§ **WHAT IS NEEDED**
Copy every line of the records, starting at the line that contains "Mark each instance of the jeans" and ending at the line that contains "x=768 y=395", shifting each answer coordinate by -18. Leave the sample coordinates after "formatted like" unchanged.

§ **RECORDS TO PROCESS**

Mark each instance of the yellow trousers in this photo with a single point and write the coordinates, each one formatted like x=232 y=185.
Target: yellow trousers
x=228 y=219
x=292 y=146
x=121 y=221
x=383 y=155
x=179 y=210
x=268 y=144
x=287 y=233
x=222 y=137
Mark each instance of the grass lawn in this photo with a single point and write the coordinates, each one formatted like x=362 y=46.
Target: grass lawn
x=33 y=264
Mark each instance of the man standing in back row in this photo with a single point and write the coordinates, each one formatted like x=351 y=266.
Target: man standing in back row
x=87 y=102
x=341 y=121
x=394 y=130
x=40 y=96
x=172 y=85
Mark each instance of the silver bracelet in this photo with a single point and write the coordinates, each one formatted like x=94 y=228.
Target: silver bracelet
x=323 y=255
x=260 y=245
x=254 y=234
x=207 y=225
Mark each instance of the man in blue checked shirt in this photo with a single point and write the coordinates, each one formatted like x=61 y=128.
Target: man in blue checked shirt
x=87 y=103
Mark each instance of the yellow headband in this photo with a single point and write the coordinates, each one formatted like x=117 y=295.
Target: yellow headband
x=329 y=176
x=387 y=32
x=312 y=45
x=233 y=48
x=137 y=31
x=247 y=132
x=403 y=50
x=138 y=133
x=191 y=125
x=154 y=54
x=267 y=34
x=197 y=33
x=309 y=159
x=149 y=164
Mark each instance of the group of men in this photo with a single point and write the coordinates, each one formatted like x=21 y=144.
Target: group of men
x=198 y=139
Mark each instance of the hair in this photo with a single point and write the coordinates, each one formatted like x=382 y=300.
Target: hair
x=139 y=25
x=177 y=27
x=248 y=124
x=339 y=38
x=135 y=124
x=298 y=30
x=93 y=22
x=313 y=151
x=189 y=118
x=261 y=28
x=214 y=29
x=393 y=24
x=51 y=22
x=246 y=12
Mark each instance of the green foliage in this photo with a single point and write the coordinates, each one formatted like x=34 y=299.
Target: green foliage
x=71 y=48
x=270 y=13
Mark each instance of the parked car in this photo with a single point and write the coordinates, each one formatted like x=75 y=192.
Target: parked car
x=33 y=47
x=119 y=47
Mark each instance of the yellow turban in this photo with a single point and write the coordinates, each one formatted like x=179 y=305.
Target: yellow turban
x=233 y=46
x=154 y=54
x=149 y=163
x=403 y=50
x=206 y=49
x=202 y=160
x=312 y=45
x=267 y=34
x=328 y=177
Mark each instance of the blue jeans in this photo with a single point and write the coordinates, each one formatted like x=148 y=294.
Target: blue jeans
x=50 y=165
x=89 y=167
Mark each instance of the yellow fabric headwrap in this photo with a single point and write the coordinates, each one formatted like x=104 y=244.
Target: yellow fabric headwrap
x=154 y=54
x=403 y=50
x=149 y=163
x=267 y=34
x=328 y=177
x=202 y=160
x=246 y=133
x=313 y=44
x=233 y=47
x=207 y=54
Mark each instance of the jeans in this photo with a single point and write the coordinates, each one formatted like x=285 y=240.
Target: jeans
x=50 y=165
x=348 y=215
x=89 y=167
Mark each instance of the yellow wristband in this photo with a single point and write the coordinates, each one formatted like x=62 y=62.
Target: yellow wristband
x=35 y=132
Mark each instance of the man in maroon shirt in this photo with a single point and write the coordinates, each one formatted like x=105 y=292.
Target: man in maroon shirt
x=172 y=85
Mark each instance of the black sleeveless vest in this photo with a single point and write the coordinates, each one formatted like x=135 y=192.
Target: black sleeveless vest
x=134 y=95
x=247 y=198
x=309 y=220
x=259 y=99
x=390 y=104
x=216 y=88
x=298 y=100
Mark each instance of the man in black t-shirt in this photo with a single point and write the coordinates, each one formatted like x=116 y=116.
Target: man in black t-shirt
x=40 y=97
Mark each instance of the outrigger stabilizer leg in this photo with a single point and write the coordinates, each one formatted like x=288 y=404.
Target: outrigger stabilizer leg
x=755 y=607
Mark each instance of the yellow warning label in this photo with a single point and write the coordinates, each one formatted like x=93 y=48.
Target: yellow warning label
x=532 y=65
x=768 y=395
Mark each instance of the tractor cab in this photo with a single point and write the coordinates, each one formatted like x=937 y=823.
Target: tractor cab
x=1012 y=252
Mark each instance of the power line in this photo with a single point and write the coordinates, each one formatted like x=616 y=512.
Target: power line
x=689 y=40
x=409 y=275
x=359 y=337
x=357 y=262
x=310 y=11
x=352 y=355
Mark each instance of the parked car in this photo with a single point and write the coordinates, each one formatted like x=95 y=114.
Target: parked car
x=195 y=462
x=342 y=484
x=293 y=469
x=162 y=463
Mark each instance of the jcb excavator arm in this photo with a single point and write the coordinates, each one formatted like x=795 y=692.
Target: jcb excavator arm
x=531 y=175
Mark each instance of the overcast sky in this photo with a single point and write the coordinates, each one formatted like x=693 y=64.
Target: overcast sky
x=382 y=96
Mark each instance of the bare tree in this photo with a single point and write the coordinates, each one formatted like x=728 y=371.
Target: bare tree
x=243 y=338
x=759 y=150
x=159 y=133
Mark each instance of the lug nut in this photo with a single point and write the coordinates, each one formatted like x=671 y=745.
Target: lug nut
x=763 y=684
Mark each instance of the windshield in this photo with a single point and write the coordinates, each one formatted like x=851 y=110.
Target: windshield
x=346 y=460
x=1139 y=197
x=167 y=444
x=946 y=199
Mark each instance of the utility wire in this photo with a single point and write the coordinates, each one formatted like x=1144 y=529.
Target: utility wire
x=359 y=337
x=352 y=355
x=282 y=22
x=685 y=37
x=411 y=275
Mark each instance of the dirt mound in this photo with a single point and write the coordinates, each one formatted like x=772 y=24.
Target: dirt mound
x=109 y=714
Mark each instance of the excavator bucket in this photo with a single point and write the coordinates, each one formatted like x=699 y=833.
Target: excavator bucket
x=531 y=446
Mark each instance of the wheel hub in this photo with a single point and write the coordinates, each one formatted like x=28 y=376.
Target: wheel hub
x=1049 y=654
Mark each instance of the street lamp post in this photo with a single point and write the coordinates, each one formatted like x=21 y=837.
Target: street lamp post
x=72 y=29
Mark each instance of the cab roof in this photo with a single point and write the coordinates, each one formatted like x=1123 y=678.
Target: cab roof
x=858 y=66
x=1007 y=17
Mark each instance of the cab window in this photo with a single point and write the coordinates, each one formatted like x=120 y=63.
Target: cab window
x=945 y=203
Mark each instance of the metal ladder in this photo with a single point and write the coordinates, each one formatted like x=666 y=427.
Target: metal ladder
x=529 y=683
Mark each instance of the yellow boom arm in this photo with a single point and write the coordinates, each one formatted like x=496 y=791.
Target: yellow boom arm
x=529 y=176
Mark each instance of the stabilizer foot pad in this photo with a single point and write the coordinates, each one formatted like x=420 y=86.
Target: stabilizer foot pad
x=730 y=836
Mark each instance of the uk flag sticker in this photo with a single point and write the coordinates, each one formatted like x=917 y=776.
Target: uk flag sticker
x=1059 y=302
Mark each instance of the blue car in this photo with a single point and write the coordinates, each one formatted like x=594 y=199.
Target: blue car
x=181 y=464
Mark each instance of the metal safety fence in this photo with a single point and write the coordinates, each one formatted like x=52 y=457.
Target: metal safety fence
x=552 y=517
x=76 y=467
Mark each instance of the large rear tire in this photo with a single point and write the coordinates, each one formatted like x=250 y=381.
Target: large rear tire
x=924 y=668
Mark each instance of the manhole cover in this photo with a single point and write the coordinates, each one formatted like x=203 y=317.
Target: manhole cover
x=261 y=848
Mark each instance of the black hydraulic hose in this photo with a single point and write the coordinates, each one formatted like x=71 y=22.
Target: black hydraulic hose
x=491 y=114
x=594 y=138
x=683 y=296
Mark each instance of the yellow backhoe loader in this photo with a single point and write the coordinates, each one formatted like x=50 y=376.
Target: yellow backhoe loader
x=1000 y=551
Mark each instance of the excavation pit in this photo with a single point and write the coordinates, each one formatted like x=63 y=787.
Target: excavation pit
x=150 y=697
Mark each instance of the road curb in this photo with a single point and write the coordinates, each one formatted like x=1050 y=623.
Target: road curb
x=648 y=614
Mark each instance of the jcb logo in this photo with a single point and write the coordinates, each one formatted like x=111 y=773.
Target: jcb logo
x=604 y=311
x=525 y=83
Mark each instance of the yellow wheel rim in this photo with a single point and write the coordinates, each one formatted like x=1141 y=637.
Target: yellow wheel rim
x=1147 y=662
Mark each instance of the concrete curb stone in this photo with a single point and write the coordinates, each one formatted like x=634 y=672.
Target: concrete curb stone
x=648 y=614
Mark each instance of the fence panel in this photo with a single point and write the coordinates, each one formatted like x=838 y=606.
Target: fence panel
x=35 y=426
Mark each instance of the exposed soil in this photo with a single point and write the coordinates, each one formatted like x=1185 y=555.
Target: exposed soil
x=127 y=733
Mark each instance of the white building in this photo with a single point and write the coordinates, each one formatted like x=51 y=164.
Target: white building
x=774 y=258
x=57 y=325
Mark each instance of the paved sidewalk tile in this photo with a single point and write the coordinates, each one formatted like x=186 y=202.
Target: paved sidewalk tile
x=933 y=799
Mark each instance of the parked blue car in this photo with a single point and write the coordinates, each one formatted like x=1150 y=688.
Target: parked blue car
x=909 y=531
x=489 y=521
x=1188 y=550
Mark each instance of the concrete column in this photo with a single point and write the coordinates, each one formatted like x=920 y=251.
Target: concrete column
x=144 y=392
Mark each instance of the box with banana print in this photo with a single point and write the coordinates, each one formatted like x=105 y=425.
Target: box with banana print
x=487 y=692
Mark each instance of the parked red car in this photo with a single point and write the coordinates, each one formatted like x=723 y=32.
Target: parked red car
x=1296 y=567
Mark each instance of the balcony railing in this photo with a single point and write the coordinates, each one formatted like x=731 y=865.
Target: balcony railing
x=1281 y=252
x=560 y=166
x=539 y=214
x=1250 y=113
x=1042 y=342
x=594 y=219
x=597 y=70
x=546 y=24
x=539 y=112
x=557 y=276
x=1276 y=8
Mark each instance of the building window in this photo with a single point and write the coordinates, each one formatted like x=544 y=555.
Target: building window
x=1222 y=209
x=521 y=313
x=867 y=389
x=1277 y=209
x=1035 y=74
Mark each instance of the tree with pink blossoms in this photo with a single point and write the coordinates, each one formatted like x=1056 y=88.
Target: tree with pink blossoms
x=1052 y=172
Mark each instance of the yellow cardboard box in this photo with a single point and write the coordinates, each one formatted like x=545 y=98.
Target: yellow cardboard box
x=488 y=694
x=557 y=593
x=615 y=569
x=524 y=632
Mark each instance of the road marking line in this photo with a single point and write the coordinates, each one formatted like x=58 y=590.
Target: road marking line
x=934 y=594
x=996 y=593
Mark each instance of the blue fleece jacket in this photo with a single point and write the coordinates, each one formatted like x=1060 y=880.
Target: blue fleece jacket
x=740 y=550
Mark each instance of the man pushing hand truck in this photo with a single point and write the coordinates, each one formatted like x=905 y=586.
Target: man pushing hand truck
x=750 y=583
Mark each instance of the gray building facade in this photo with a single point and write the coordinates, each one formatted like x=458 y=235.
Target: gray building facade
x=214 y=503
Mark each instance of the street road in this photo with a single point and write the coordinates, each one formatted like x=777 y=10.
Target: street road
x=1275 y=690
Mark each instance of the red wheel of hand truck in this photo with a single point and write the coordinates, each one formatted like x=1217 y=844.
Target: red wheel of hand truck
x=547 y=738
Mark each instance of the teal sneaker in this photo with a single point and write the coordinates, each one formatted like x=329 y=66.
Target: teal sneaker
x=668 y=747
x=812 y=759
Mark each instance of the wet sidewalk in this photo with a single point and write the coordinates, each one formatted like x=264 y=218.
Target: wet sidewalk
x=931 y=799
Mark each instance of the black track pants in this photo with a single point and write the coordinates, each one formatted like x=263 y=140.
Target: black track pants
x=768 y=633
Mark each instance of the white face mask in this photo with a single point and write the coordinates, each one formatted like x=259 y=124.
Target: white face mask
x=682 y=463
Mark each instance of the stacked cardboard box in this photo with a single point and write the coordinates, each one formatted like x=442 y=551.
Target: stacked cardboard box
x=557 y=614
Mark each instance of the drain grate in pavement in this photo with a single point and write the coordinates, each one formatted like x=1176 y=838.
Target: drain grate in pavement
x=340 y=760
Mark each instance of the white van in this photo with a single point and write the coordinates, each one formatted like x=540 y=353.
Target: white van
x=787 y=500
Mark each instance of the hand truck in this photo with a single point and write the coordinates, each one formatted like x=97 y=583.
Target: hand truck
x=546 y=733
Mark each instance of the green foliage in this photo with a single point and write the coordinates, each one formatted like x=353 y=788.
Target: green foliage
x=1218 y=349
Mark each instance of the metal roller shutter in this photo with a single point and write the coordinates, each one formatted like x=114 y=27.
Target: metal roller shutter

§ **SOLUTION TO THE PROBLEM**
Mark each instance of the jeans in this photo with a single point and write the coordinates, each one formatted like x=285 y=240.
Target: jeans
x=32 y=147
x=330 y=197
x=71 y=149
Mark each instance of the yellow wristband in this photo with a single point and write the coordinates, each one formatted like x=62 y=62.
Target: yellow wristband
x=17 y=114
Mark each instance of the man in maroon shirt in this photo with a single point and write the coordinates, each one formatted like x=105 y=292.
Target: man in maroon shirt
x=154 y=67
Mark each instance of the black sleeveless vest in this photo with a single point and write the coordinates, each one formatted like x=135 y=192.
Target: black sleeveless vest
x=116 y=77
x=229 y=180
x=291 y=202
x=241 y=81
x=372 y=86
x=198 y=70
x=280 y=82
Mark each instance of the man in black t-shirt in this photo with a single point and write the coordinates, each one formatted like x=116 y=116.
Target: man in black t-shirt
x=22 y=79
Mark each instance of the outrigger stabilizer leg in this photo with a single point and write the coordinates, each one formatted like x=288 y=404.
Target: outrigger stabilizer leg
x=737 y=589
Mark each instance of the yellow warning label in this photo with a single point and write the coordinates, each one formatted like x=93 y=48.
Target: yellow warning label
x=514 y=47
x=750 y=377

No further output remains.